▸ **WHAT THIS TASK INVOLVES**:
Every line from the start of the records below to the line containing "201L152 187L141 191V196L137" should be retyped exactly, that line included, and no others.
⟨
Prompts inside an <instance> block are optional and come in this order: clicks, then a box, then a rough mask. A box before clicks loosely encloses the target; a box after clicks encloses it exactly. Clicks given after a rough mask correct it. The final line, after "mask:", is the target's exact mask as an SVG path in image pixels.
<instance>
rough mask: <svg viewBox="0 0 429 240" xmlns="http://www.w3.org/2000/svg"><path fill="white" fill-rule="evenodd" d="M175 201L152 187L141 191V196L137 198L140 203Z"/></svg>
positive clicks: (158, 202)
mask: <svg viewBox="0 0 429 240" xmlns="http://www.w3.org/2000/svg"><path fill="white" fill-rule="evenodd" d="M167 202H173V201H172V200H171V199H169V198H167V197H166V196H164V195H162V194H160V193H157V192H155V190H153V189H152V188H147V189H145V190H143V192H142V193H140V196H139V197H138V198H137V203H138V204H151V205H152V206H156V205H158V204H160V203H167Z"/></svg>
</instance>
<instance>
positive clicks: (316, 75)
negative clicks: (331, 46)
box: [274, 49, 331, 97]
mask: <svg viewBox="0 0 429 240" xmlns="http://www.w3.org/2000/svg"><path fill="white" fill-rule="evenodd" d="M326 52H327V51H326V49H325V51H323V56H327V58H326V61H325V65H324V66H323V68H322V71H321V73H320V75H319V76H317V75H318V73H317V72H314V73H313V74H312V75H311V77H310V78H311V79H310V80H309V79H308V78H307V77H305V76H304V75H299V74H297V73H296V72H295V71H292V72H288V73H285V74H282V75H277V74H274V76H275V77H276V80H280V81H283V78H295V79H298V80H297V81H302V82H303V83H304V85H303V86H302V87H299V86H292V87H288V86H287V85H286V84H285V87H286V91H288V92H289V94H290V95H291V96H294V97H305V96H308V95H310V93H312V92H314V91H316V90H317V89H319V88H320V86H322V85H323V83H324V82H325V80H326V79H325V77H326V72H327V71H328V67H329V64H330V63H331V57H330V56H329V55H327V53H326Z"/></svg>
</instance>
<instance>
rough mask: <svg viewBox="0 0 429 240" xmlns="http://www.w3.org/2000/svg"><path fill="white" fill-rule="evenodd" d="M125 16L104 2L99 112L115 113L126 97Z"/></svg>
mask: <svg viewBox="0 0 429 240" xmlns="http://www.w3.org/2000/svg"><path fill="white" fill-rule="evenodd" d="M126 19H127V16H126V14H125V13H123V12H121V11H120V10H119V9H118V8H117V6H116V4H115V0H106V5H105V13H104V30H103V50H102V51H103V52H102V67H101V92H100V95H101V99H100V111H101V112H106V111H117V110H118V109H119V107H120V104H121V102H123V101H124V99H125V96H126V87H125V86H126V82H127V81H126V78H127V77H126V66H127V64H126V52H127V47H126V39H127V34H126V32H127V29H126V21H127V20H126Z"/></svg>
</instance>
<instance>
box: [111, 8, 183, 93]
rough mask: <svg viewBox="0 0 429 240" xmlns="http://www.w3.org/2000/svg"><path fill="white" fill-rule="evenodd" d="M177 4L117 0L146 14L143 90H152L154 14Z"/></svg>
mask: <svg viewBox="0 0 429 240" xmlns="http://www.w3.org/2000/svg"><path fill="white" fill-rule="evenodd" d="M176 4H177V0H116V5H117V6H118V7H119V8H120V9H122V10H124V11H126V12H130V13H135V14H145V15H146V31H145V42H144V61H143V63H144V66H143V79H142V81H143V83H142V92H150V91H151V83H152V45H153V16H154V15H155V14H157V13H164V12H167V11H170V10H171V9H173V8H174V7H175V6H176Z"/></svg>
⟩
▸ **TASK ANSWER**:
Prompts inside an <instance> block are optional and come in this order: clicks, then a box, then a rough mask. A box before clicks loosely encloses the target; a box after clicks encloses it exactly. Clicks given after a rough mask correct it. The final line, after "mask:", is the target's exact mask as an SVG path in image pixels.
<instance>
rough mask: <svg viewBox="0 0 429 240" xmlns="http://www.w3.org/2000/svg"><path fill="white" fill-rule="evenodd" d="M175 201L152 187L141 191V196L137 198L140 203Z"/></svg>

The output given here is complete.